## Text shown
********************
DataDog / integrations-core

Core integrations of the Datadog Agent
BSD 3-Clause "New" or "Revised" License
932 stars 1.4k forks source link

dcgm-exporter README docker instructions contains incorrect commands and information #17370

Open mbacchi opened 6 months ago

mbacchi commented 6 months ago

The dcgm-exporter README.md has incorrect information about running dcgm-exporter in Docker. There are 2 major problems with these instructions which we would appreciate you fix.

  1. In the Docker section, you indicate that we should create a counters csv file with specific fields that you suggest should be used. Unfortunately using that counters file with the most recent version of the dcgm-exporter docker image (3.3.5-3.4.1) causes a segmentation violation:

    time="2024-04-09T21:14:41Z" level=info msg="Initializing system entities of type: CPU"
    SIGSEGV: segmentation violation

    If I provide no counters.csv file to the docker command it works fine. (For example using no -v argument in the recommended command in your step 2 here.)

  2. Again in your recommended docker run command, you suggest using -e DCGM_EXPORTER_INTERVAL=3 which tells dcgm-exporter to read GPU metrics every 3 milliseconds. This is apparently too fast, and causes high CPU usage, which I found out when I opened this issue in the dcgm-exporter repository. The default is -e DCGM_EXPORTER_INTERVAL=30000, which does not cause a high CPU usage problem on the system

These two issues cause the dcgm-exporter to be unusable due to your suggested commands and usage. Please fix this documentation.
********************
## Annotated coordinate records

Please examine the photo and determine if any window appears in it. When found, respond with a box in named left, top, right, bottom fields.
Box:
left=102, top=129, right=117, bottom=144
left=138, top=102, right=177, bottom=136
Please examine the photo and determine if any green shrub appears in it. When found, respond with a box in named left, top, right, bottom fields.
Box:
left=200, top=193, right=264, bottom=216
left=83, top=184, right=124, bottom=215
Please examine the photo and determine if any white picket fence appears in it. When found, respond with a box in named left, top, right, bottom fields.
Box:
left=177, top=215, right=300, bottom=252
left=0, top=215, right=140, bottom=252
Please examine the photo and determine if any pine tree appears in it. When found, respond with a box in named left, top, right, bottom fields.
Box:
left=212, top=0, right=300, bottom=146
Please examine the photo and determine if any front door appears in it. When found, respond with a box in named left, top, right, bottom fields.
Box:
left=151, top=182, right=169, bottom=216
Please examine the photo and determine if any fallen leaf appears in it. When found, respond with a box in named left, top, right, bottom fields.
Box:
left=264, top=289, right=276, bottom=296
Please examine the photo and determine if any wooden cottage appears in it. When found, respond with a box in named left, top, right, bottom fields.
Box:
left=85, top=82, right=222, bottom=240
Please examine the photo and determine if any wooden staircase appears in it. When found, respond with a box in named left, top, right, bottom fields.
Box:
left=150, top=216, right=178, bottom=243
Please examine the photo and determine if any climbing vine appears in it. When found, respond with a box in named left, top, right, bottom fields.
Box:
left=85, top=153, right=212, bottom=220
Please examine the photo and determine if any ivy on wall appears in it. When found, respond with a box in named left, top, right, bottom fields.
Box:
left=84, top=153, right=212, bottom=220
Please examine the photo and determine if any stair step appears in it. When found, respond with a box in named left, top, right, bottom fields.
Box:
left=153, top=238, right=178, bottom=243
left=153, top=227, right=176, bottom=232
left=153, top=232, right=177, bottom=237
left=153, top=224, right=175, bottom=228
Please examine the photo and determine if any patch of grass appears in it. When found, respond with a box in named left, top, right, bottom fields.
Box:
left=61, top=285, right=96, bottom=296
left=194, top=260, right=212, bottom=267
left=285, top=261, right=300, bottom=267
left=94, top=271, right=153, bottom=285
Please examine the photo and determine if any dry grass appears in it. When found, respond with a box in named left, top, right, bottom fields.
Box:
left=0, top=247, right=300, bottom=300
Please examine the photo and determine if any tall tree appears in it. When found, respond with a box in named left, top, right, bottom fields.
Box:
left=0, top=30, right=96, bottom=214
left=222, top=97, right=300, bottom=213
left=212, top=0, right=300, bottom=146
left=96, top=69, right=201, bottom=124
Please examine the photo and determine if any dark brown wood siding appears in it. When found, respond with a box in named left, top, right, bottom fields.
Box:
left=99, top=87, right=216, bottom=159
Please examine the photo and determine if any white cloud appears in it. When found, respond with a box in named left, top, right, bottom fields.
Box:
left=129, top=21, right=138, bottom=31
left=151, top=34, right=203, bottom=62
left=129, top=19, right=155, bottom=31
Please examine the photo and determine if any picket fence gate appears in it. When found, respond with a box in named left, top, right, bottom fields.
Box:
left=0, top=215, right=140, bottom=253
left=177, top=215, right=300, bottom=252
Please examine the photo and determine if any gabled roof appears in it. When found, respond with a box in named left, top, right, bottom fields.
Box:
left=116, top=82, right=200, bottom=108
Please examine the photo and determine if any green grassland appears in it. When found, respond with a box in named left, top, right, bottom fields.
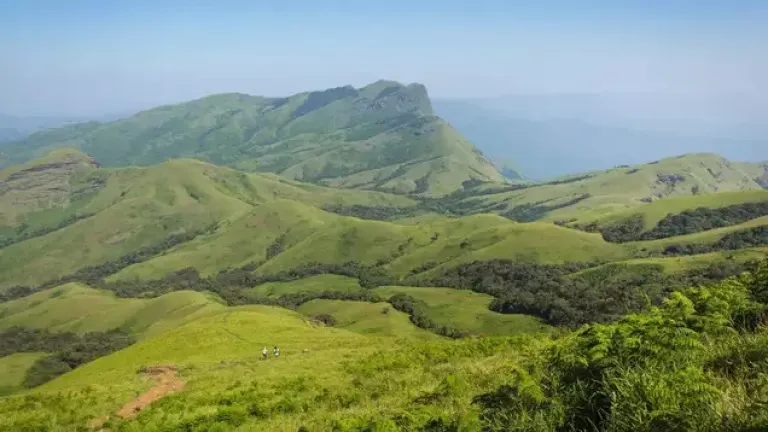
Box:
left=249, top=274, right=363, bottom=298
left=0, top=267, right=768, bottom=431
left=579, top=190, right=768, bottom=230
left=0, top=283, right=225, bottom=337
left=297, top=299, right=439, bottom=340
left=373, top=287, right=549, bottom=336
left=448, top=153, right=763, bottom=222
left=0, top=306, right=532, bottom=431
left=625, top=216, right=768, bottom=252
left=0, top=153, right=413, bottom=287
left=0, top=353, right=48, bottom=397
left=0, top=81, right=504, bottom=195
left=112, top=206, right=628, bottom=280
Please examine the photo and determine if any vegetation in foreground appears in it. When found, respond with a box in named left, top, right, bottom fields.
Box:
left=0, top=261, right=768, bottom=432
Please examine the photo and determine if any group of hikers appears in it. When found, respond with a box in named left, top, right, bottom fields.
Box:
left=261, top=346, right=280, bottom=360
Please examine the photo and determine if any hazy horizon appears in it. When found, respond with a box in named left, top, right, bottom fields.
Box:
left=0, top=0, right=768, bottom=116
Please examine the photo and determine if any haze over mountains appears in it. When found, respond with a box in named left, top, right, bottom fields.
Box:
left=0, top=81, right=502, bottom=195
left=434, top=94, right=768, bottom=179
left=0, top=81, right=768, bottom=432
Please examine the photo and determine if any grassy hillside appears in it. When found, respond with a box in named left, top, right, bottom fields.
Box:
left=451, top=153, right=762, bottom=221
left=0, top=81, right=503, bottom=195
left=579, top=190, right=768, bottom=230
left=111, top=206, right=628, bottom=280
left=250, top=274, right=363, bottom=298
left=373, top=287, right=548, bottom=336
left=0, top=283, right=224, bottom=337
left=298, top=299, right=439, bottom=340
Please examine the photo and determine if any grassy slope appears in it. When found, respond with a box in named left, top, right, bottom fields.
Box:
left=374, top=287, right=549, bottom=336
left=0, top=81, right=503, bottom=195
left=0, top=353, right=48, bottom=396
left=626, top=216, right=768, bottom=251
left=0, top=283, right=225, bottom=337
left=0, top=306, right=528, bottom=431
left=579, top=190, right=768, bottom=230
left=250, top=274, right=363, bottom=297
left=464, top=153, right=762, bottom=221
left=298, top=299, right=439, bottom=340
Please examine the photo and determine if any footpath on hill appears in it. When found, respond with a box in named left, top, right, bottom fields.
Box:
left=88, top=366, right=184, bottom=430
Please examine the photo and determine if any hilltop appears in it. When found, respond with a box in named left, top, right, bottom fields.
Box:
left=443, top=153, right=766, bottom=222
left=0, top=148, right=768, bottom=431
left=0, top=81, right=503, bottom=196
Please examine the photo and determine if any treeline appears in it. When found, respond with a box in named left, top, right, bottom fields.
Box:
left=0, top=327, right=134, bottom=387
left=387, top=293, right=467, bottom=339
left=420, top=260, right=753, bottom=327
left=100, top=268, right=465, bottom=338
left=583, top=201, right=768, bottom=243
left=323, top=204, right=421, bottom=221
left=0, top=224, right=217, bottom=302
left=663, top=226, right=768, bottom=256
left=0, top=213, right=93, bottom=249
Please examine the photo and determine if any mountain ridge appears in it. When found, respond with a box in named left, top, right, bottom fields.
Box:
left=0, top=80, right=504, bottom=196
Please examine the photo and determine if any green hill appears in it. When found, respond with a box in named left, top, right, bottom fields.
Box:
left=374, top=287, right=548, bottom=336
left=0, top=81, right=503, bottom=195
left=298, top=299, right=439, bottom=340
left=449, top=153, right=763, bottom=222
left=0, top=283, right=224, bottom=337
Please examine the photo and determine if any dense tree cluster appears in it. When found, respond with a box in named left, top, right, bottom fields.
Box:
left=421, top=260, right=752, bottom=327
left=312, top=314, right=336, bottom=327
left=323, top=204, right=420, bottom=221
left=0, top=213, right=93, bottom=249
left=0, top=327, right=134, bottom=387
left=663, top=226, right=768, bottom=256
left=387, top=293, right=466, bottom=339
left=501, top=194, right=591, bottom=222
left=584, top=201, right=768, bottom=243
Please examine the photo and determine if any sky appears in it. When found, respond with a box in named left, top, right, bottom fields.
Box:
left=0, top=0, right=768, bottom=116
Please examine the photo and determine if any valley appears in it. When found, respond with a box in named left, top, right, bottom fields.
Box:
left=0, top=81, right=768, bottom=431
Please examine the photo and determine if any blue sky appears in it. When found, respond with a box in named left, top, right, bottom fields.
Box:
left=0, top=0, right=768, bottom=115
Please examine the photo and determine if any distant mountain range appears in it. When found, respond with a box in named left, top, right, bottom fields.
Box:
left=0, top=114, right=127, bottom=144
left=434, top=95, right=768, bottom=179
left=0, top=81, right=503, bottom=195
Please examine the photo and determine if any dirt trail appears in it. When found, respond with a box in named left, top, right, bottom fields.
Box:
left=117, top=366, right=184, bottom=418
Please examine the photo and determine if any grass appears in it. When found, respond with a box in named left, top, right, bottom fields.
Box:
left=106, top=200, right=627, bottom=280
left=0, top=283, right=225, bottom=337
left=373, top=287, right=549, bottom=336
left=579, top=190, right=768, bottom=230
left=249, top=274, right=363, bottom=298
left=298, top=299, right=439, bottom=340
left=626, top=216, right=768, bottom=251
left=0, top=352, right=48, bottom=397
left=0, top=306, right=540, bottom=431
left=0, top=155, right=412, bottom=288
left=450, top=153, right=766, bottom=223
left=0, top=82, right=503, bottom=195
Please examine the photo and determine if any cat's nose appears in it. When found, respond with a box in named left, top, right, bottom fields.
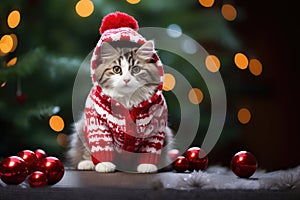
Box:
left=123, top=78, right=130, bottom=84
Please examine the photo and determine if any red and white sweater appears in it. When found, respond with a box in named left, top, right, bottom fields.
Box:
left=84, top=85, right=167, bottom=165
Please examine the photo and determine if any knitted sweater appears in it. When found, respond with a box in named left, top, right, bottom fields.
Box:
left=84, top=85, right=167, bottom=165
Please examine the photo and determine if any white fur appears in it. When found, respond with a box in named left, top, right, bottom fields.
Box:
left=137, top=164, right=157, bottom=173
left=95, top=162, right=116, bottom=173
left=77, top=160, right=95, bottom=170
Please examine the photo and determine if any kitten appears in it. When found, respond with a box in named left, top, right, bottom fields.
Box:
left=68, top=41, right=173, bottom=173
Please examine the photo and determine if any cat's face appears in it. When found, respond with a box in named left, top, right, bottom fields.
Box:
left=96, top=41, right=160, bottom=97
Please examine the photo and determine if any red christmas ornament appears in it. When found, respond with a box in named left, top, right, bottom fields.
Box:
left=0, top=156, right=28, bottom=184
left=34, top=149, right=47, bottom=161
left=230, top=151, right=257, bottom=178
left=173, top=156, right=189, bottom=172
left=37, top=156, right=65, bottom=185
left=17, top=150, right=38, bottom=174
left=28, top=171, right=48, bottom=187
left=184, top=147, right=208, bottom=171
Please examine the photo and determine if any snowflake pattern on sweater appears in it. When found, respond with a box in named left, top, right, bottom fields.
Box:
left=84, top=85, right=168, bottom=165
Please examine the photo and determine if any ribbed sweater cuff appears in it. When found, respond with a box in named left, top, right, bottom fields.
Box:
left=91, top=151, right=113, bottom=165
left=137, top=153, right=160, bottom=165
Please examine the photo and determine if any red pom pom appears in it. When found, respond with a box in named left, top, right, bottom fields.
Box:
left=100, top=12, right=139, bottom=34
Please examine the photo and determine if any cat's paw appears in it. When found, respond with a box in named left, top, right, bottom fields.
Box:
left=95, top=162, right=116, bottom=173
left=77, top=160, right=95, bottom=170
left=137, top=164, right=157, bottom=173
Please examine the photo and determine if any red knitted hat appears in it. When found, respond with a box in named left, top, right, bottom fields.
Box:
left=91, top=12, right=163, bottom=87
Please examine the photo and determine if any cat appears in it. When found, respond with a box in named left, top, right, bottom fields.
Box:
left=67, top=41, right=174, bottom=173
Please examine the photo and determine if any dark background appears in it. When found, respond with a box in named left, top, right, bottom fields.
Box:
left=0, top=0, right=300, bottom=170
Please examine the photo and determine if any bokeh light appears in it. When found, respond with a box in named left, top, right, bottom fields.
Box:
left=221, top=4, right=237, bottom=21
left=7, top=10, right=21, bottom=28
left=163, top=74, right=176, bottom=91
left=199, top=0, right=215, bottom=8
left=1, top=82, right=6, bottom=87
left=75, top=0, right=94, bottom=17
left=234, top=53, right=249, bottom=69
left=49, top=115, right=65, bottom=132
left=237, top=108, right=251, bottom=124
left=205, top=55, right=221, bottom=72
left=10, top=34, right=18, bottom=52
left=56, top=133, right=68, bottom=148
left=249, top=58, right=262, bottom=76
left=126, top=0, right=141, bottom=4
left=6, top=57, right=17, bottom=67
left=189, top=88, right=203, bottom=104
left=0, top=35, right=14, bottom=54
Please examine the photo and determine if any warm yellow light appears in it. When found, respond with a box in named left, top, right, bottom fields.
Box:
left=10, top=34, right=18, bottom=52
left=126, top=0, right=141, bottom=4
left=221, top=4, right=237, bottom=21
left=199, top=0, right=215, bottom=8
left=56, top=133, right=68, bottom=148
left=49, top=115, right=65, bottom=132
left=249, top=58, right=262, bottom=76
left=189, top=88, right=203, bottom=104
left=234, top=53, right=249, bottom=69
left=1, top=82, right=6, bottom=87
left=6, top=57, right=17, bottom=67
left=7, top=10, right=21, bottom=28
left=163, top=74, right=176, bottom=91
left=75, top=0, right=94, bottom=17
left=0, top=35, right=14, bottom=54
left=205, top=55, right=221, bottom=72
left=238, top=108, right=251, bottom=124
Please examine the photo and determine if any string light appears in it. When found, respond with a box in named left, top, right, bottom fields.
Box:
left=237, top=108, right=251, bottom=124
left=234, top=53, right=249, bottom=69
left=75, top=0, right=94, bottom=17
left=6, top=57, right=17, bottom=67
left=10, top=34, right=18, bottom=52
left=126, top=0, right=141, bottom=4
left=0, top=35, right=14, bottom=54
left=221, top=4, right=237, bottom=21
left=199, top=0, right=215, bottom=8
left=205, top=55, right=221, bottom=72
left=249, top=58, right=262, bottom=76
left=163, top=74, right=176, bottom=91
left=7, top=10, right=21, bottom=28
left=188, top=88, right=203, bottom=104
left=49, top=115, right=65, bottom=132
left=56, top=133, right=68, bottom=148
left=1, top=82, right=6, bottom=87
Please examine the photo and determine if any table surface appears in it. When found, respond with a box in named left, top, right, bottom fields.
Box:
left=0, top=170, right=300, bottom=200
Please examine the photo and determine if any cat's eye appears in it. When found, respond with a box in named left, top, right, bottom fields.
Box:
left=131, top=66, right=141, bottom=74
left=113, top=66, right=122, bottom=74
********************
## Given request
Reproduce the issue text starting at "1. In the Docker" and ending at "step 2 here.)", replacing "segmentation violation" with "segmentation fault". This material was drawn from a different source than the issue text.

## Response to the exercise
1. In the Docker section, you indicate that we should create a counters csv file with specific fields that you suggest should be used. Unfortunately using that counters file with the most recent version of the dcgm-exporter docker image (3.3.5-3.4.1) causes a segmentation fault:

    time="2024-04-09T21:14:41Z" level=info msg="Initializing system entities of type: CPU"
    SIGSEGV: segmentation fault

    If I provide no counters.csv file to the docker command it works fine. (For example using no -v argument in the recommended command in your step 2 here.)